Do this:
Please copy the material from the line containing "building and provide bounding boxes." through the end, inclusive, swapping "Examine" for "Inspect" and leaving everything else as it is. Omit the pictures.

Entries provided:
— START —
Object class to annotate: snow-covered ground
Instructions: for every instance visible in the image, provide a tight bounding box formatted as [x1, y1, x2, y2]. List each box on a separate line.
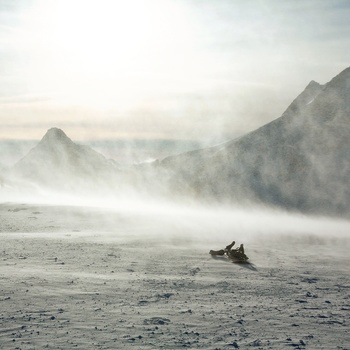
[0, 201, 350, 350]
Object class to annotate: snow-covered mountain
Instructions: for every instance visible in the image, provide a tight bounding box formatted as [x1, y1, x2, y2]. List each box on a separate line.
[159, 68, 350, 216]
[11, 128, 118, 190]
[5, 68, 350, 217]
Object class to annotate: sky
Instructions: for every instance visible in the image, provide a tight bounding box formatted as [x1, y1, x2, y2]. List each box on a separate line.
[0, 0, 350, 144]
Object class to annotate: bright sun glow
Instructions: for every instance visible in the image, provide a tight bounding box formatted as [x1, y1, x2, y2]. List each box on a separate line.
[19, 0, 197, 109]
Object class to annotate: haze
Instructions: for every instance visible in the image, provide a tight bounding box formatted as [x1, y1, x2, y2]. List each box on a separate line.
[0, 0, 350, 144]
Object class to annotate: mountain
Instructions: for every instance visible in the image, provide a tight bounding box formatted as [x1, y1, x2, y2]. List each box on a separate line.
[11, 128, 118, 190]
[157, 64, 350, 216]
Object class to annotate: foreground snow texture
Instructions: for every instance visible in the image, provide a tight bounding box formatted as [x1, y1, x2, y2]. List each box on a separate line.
[0, 203, 350, 350]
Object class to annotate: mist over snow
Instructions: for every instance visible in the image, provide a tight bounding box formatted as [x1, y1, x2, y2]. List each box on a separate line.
[1, 68, 350, 217]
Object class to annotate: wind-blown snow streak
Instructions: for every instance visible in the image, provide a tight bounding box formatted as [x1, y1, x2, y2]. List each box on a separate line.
[1, 68, 350, 217]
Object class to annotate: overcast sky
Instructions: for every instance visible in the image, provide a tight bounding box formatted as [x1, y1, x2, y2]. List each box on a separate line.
[0, 0, 350, 142]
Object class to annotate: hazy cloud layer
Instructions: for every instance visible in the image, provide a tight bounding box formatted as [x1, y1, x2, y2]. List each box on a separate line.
[0, 0, 350, 142]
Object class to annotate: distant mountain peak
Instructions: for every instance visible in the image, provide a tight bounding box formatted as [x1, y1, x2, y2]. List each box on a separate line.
[40, 127, 73, 144]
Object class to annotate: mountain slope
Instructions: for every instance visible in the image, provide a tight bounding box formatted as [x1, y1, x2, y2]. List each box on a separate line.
[159, 68, 350, 215]
[12, 128, 117, 189]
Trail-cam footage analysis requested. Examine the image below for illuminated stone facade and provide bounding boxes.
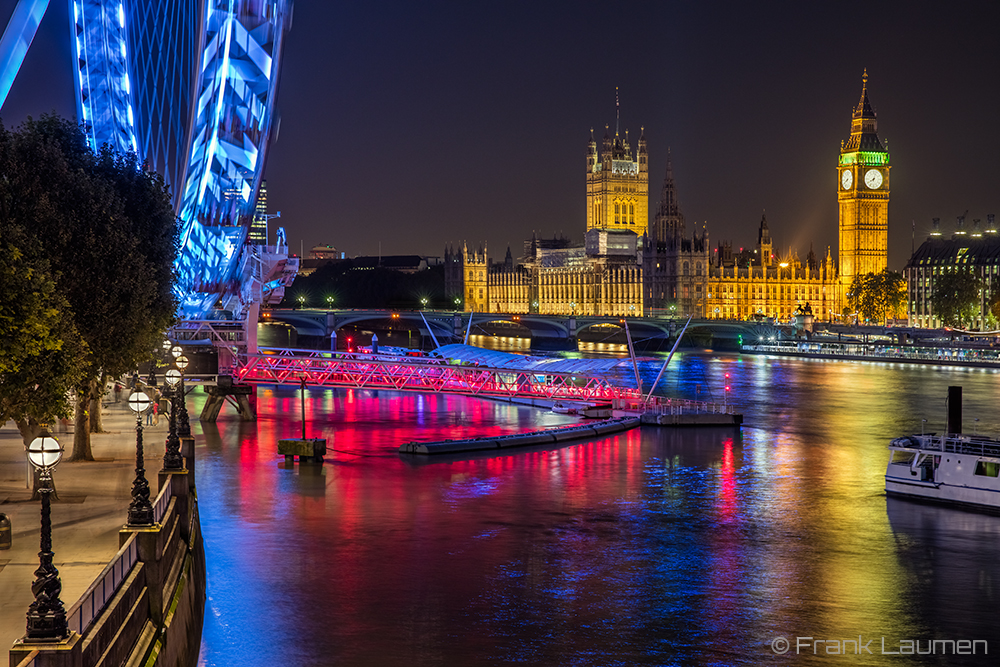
[705,216,840,322]
[587,122,649,236]
[641,156,711,317]
[837,72,890,297]
[445,107,649,317]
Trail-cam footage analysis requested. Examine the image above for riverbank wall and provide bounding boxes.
[4,408,206,667]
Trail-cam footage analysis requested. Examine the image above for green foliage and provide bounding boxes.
[930,267,983,327]
[847,269,906,323]
[0,116,177,458]
[0,235,85,424]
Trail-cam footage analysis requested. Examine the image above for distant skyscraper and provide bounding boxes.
[247,180,267,245]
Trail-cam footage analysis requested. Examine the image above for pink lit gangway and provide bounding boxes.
[234,348,642,403]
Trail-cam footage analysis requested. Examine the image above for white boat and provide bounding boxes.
[885,434,1000,512]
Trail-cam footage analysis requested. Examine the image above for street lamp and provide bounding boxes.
[128,392,153,526]
[163,368,184,470]
[25,429,69,642]
[174,354,191,438]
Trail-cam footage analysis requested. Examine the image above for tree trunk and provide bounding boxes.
[68,379,97,461]
[90,371,108,433]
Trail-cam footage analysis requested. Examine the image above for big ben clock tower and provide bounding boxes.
[837,70,889,303]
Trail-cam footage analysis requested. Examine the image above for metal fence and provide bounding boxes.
[66,533,139,635]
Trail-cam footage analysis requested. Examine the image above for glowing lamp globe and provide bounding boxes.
[128,391,153,415]
[25,431,63,473]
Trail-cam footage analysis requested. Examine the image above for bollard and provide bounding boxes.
[0,514,11,549]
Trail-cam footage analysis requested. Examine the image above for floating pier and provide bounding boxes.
[399,417,639,455]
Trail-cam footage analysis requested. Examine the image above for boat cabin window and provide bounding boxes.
[976,461,1000,477]
[890,452,916,465]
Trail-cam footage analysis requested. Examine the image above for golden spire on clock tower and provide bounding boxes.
[837,69,890,296]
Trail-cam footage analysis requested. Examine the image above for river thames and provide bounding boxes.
[191,352,1000,667]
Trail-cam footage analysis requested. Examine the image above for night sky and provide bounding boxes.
[0,0,1000,270]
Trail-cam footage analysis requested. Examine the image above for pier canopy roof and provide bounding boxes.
[434,343,632,377]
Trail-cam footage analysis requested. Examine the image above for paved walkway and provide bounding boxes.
[0,394,173,664]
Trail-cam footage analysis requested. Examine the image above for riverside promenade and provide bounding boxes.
[0,400,167,663]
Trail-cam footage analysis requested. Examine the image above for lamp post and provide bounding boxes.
[128,390,153,526]
[174,354,191,438]
[25,429,69,642]
[163,368,184,470]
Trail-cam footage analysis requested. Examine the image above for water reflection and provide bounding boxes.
[199,354,1000,665]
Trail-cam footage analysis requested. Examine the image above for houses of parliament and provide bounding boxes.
[445,73,890,321]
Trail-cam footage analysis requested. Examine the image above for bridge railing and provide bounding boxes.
[612,396,735,415]
[236,352,637,401]
[66,474,173,635]
[66,533,139,635]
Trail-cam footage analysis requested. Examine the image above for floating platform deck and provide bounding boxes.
[399,417,639,455]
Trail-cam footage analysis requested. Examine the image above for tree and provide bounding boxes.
[0,232,86,445]
[930,267,982,327]
[0,116,177,460]
[848,269,906,322]
[986,282,1000,326]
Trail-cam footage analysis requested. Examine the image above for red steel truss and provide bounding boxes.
[236,350,641,403]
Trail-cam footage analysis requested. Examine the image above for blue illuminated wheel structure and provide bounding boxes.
[0,0,292,319]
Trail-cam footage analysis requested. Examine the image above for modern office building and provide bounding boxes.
[903,213,1000,331]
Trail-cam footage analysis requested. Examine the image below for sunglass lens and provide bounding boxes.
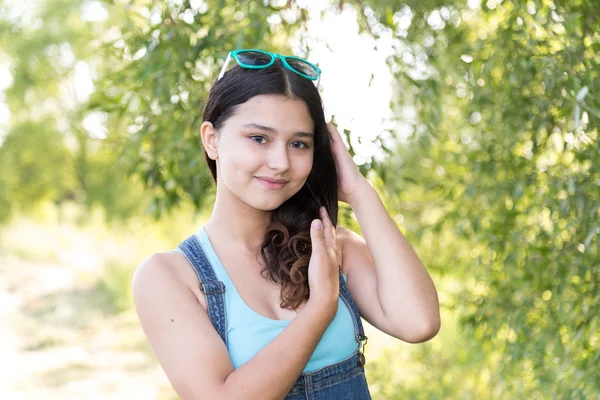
— END —
Worked answer:
Trail-cam footage analysis requested. Inspect the image above for modern office building and provide bounding boxes.
[903,213,1000,331]
Trail-cam footage analysis requested. Inspect the image below for sunglass lens and provide bounding boxes.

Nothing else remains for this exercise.